Su cuerpo aun no se había enfriado y miles de artículos reseñando su vida en diarios del mundo entero, hablaban del primer negro que llegó a consejero de Seguridad Nacional, cuando Ronald Reagan era presidente; el primer negro y el más joven de los militares que presidieron el Estado Mayor Conjunto de las fuerzas armadas cuando el presidente era George Herbert Walker Bush, cuyo hijo más tarde lo convirtió en el primer negro que encabezó la Secretaría de Estado. Además, fue el primer nacido en Harlem y crecido en el Bronx cuando ambas eran las barriadas más peligrosas y marginales de Nueva York, que estuvo en todos esos cargos.
Pero hay otra cosa en la que fue el primero: nadie antes ni después de Colin Powell se arrepintió y declaró su vergüenza de manera pública por lo que hizo como secretario de Estado. Y en esto nada tiene que ver el color de su piel ni su procedencia social. Ningún otro jefe de la diplomacia norteamericana lo hizo.

El general cuatro estrellas que había peleado en las junglas de Vietnam antes de escalar a las cumbres de la jerarquía militar, dijo que haber sostenido en la ONU y otros foros internacionales la falsa certeza de que Saddam Hussein escondía un arsenal de armas de destrucción masiva “es una mancha” en su “historia”.

Ya había dejado la Secretaría de Estado en manos de Condolezza Rice y no pudo esperar que concluyera la guerra que la falacia de las armas de Saddam había justificado, ni que terminara el mandato del presidente que lo mandó a mentirle al mundo. El dictador iraquí era un psicópata al frente de un régimen criminal. Tenía lógica sospechar que escondiera armas químicas, porque las potencias occidentales se las habían enviado para apoyarlo en la guerra que mantenía con el Irán liderado por el ayatola Ruhola Jomeini. Las había usado en ese largo conflicto iniciado cuando Saddam ocupó zonas en litigio sobre el estuario del Shat el-Arab. Resultaba inconcebible que hubiera destruido esas armas sin la presencia de observadores internacionales que lo verificaran. Pero los argumentos lucubrados por el vicepresidente Cheney y el secretario de Defensa Rumsfeld para presentar como certeza lo que a lo sumo era una sospecha, eran mentiras. Y el general Powell los repitió como un disco rayado en la antesala de la invasión norteamericana a Irak.

Incluso cuando el equipo encabezado por el experto sueco en rastreo de armamentos, Hans Blix, tras haber recorrido de punta a punta el país del Golfo concluyó que no había arsenales de destrucción masiva, la Casa Blanca, el Pentágono y la Secretaría de Estado mantuvieron la patraña en pie para sostener la decisión de invadir Irak.

Como jefe del Estado Mayor Conjunto de Bush padre, Powell le había dado a Estados Unidos una victoria sin precedentes por la pocas bajas propias, en la guerra para liberar Kuwait de la invasión iraquí. Pero como secretario de Estado avaló una operación desastrosa. El gigantesco error de Rumsfeld y del subsecretario de Defensa Paul Wolfowitz al ordenar a Paul Bremer, esa suerte de virrey que habían puesto en Bagdad, que desarmara y disolviera el ejército iraquí, convirtió a ese país en el agujero negro que engendró milicias fanáticas, causando una guerra inmanejable.

◆ **Objetivo 1**
Reproduce un fragmento del extracto sobre Colin Powell, empezando en "Su cuerpo aun" y terminando en "todos esos cargos.".
◆ **Objetivo 2**
Contesta estas preguntas según el extracto sobre Colin Powell:
(a) ¿Quién encabezaba el equipo que concluyó que en Irak no había arsenales de destrucción masiva?
(b) ¿En manos de quién dejó Powell la Secretaría de Estado?
(c) ¿A quién ordenaron Rumsfeld y Wolfowitz que desarmara y disolviera el ejército iraquí?
Responde basándote únicamente en el extracto.

◆ **Registros del conjunto de datos de señalamiento**
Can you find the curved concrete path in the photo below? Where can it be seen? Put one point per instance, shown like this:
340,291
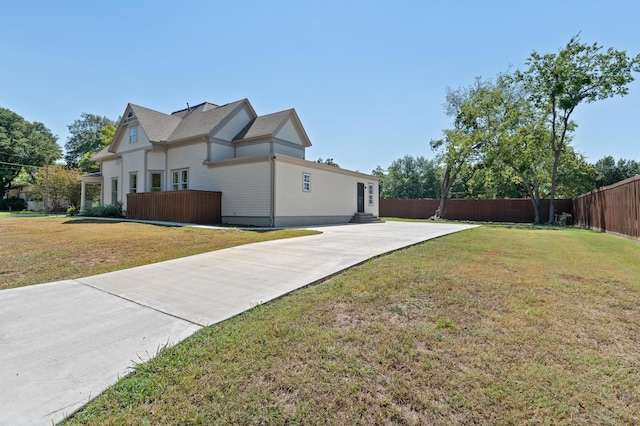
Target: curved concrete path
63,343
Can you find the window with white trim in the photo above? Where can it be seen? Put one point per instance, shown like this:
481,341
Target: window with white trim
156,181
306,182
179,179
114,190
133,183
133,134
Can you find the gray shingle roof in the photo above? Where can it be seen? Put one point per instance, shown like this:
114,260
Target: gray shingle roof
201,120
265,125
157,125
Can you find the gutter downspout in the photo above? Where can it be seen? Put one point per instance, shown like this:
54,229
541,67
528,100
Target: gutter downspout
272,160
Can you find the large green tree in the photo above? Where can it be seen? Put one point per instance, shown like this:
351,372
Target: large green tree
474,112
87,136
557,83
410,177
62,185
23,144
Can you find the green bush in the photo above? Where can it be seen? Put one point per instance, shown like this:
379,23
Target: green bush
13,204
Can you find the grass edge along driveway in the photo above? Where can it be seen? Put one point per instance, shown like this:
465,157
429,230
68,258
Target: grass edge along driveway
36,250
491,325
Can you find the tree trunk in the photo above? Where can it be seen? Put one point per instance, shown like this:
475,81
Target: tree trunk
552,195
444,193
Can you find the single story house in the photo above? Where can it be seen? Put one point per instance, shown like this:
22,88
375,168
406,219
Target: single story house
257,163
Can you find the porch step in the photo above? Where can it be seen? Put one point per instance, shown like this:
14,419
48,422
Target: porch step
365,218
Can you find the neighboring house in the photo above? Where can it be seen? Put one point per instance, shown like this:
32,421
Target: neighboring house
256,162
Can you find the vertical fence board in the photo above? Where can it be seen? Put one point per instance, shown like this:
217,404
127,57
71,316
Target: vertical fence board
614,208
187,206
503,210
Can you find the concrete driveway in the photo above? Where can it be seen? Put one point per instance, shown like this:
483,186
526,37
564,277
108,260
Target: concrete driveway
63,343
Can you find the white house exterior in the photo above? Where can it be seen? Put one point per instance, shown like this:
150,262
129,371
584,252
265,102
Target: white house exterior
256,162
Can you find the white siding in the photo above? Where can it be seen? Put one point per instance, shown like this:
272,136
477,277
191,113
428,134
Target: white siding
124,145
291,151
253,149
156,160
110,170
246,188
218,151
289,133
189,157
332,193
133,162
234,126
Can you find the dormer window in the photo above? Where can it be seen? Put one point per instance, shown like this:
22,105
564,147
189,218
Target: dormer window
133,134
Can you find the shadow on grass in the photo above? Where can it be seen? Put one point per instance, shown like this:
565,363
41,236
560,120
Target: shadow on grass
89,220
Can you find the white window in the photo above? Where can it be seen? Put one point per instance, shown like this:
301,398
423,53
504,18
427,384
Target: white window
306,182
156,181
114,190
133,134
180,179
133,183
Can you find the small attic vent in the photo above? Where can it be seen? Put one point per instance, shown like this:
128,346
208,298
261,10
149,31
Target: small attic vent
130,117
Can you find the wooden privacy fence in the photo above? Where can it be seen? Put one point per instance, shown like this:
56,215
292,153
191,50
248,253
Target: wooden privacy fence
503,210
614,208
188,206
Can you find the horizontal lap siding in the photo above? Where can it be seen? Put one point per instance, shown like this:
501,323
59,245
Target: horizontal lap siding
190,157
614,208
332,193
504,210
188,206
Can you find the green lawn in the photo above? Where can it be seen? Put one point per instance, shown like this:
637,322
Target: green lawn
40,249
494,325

==

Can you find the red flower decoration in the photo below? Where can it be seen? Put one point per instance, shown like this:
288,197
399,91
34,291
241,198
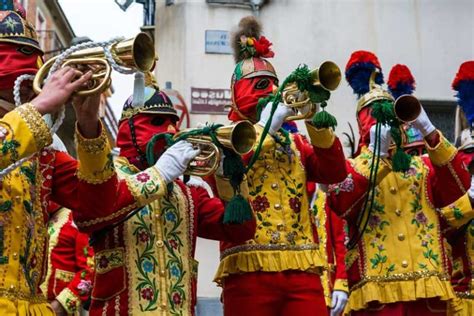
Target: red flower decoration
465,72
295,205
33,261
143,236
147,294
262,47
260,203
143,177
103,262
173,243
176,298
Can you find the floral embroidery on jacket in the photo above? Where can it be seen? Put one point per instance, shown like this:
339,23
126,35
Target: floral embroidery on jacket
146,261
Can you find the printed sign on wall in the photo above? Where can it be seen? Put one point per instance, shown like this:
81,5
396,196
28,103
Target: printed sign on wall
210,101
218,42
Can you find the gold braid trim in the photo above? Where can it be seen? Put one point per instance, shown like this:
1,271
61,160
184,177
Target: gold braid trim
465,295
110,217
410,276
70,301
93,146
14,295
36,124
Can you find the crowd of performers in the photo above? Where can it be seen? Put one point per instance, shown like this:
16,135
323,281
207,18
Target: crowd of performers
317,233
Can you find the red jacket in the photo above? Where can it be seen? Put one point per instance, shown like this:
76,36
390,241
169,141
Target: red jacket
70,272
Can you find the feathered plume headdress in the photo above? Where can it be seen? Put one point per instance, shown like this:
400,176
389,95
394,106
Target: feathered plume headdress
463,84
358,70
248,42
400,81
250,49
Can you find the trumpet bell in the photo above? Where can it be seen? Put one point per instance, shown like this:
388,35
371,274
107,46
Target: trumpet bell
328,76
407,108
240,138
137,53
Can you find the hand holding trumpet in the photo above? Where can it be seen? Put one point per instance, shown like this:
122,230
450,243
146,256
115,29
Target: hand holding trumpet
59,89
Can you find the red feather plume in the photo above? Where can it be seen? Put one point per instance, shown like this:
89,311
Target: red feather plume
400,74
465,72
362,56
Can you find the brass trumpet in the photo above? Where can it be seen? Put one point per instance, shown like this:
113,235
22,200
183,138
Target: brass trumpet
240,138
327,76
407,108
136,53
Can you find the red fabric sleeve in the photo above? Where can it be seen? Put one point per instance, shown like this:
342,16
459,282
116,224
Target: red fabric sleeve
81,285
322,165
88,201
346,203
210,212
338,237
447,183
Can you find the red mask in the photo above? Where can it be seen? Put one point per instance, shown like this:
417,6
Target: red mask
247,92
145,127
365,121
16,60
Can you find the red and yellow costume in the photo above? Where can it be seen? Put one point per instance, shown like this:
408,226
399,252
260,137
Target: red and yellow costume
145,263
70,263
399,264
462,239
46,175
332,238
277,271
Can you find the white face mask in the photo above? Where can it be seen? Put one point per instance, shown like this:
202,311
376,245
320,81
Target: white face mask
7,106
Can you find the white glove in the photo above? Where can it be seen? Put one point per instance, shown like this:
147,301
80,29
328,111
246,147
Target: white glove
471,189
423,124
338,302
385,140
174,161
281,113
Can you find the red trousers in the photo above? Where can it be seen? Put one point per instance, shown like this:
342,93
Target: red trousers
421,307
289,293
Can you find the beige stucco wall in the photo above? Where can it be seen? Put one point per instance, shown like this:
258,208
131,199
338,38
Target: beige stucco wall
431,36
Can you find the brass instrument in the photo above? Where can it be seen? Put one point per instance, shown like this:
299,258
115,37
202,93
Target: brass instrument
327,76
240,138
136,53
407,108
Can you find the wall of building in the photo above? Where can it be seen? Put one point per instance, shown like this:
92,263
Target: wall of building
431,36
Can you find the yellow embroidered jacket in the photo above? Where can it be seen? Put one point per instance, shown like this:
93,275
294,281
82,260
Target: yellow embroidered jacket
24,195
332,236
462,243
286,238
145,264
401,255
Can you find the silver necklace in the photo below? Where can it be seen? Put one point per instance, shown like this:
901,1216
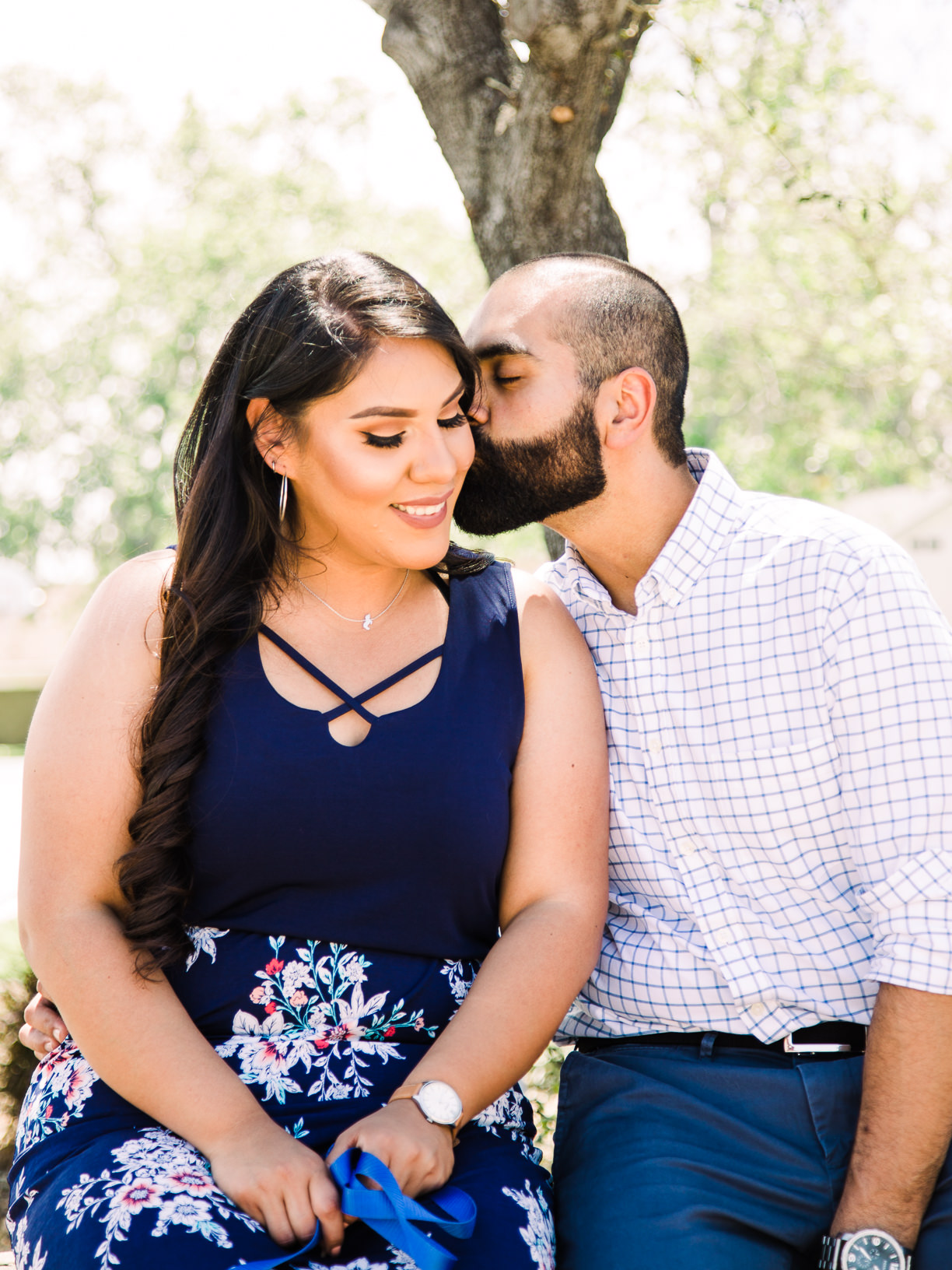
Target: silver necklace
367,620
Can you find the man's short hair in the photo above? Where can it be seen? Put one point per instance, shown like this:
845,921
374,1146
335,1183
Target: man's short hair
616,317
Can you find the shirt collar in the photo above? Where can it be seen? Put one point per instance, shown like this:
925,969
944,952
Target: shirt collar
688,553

--

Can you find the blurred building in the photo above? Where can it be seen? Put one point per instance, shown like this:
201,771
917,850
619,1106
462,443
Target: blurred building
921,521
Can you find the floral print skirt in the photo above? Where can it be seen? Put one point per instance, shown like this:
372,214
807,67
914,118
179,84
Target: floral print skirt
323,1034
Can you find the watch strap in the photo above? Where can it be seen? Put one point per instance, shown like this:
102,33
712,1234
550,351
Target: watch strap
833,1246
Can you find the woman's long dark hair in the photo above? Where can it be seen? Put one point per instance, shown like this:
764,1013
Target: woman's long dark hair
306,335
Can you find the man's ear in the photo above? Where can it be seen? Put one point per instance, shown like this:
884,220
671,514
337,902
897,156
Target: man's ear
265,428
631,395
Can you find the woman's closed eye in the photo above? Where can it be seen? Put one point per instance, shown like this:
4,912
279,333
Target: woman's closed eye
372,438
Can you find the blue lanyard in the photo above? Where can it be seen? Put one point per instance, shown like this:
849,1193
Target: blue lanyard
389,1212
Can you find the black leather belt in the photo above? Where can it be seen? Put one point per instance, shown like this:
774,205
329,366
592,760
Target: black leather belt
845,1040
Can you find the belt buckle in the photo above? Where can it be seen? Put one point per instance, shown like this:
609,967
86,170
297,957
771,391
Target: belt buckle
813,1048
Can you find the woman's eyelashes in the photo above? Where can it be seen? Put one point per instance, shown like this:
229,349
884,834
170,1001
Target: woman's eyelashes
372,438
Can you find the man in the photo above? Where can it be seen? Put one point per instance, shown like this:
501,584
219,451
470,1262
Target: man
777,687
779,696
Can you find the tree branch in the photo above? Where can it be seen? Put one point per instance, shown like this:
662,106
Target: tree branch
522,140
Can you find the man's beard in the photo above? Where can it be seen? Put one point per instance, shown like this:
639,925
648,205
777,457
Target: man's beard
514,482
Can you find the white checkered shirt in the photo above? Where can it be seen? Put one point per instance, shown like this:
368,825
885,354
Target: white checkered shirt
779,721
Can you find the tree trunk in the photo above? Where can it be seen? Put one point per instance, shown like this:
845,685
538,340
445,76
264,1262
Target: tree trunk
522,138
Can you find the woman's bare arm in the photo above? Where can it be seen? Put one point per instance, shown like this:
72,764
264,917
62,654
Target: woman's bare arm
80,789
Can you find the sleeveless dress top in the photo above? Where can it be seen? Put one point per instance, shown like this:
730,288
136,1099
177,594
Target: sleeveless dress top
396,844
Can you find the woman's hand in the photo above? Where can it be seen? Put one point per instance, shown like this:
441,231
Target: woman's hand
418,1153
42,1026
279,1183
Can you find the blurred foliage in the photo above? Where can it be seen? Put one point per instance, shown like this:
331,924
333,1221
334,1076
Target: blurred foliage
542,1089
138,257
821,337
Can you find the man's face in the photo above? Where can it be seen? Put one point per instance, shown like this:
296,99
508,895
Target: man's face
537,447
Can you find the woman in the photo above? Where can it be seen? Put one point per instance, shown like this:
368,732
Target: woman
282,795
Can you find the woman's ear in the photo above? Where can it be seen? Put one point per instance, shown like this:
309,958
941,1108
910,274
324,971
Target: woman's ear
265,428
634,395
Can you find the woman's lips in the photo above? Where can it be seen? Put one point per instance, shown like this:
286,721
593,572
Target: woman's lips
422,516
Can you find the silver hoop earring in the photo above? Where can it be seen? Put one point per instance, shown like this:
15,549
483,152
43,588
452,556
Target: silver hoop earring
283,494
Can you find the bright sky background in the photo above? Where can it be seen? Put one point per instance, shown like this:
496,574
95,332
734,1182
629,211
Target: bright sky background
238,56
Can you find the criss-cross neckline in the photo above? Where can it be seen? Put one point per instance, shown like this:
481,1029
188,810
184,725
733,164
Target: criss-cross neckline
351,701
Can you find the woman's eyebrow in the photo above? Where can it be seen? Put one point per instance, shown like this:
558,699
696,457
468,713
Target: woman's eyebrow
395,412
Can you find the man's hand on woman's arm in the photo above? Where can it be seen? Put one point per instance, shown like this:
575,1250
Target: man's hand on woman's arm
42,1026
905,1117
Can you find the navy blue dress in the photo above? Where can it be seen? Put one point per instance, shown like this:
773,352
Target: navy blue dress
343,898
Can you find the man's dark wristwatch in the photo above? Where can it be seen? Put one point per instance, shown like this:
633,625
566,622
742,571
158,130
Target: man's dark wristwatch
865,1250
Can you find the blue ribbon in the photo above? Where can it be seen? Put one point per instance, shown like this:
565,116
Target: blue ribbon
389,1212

◆ **Respuesta del ejercicio 1**
Su cuerpo aun no se había enfriado y miles de artículos reseñando su vida en diarios del mundo entero, hablaban del primer negro que llegó a consejero de Seguridad Nacional, cuando Ronald Reagan era presidente; el primer negro y el más joven de los militares que presidieron el Estado Mayor Conjunto de las fuerzas armadas cuando el presidente era George Herbert Walker Bush, cuyo hijo más tarde lo convirtió en el primer negro que encabezó la Secretaría de Estado. Además, fue el primer nacido en Harlem y crecido en el Bronx cuando ambas eran las barriadas más peligrosas y marginales de Nueva York, que estuvo en todos esos cargos.

◆ **Respuesta del ejercicio 2**
(a) El experto sueco en rastreo de armamentos Hans Blix.
(b) En manos de Condolezza Rice.
(c) A Paul Bremer.